┌─ Records shown

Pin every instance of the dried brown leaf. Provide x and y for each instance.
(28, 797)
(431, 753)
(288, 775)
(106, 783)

└─

Exercise task: Rewrite the listing with "brown" swapped for "tan", keeping every other word and line unchanged.

Written answer:
Pin every instance of the dried tan leaf. Provide x and y for each instance.
(28, 797)
(431, 753)
(288, 775)
(106, 783)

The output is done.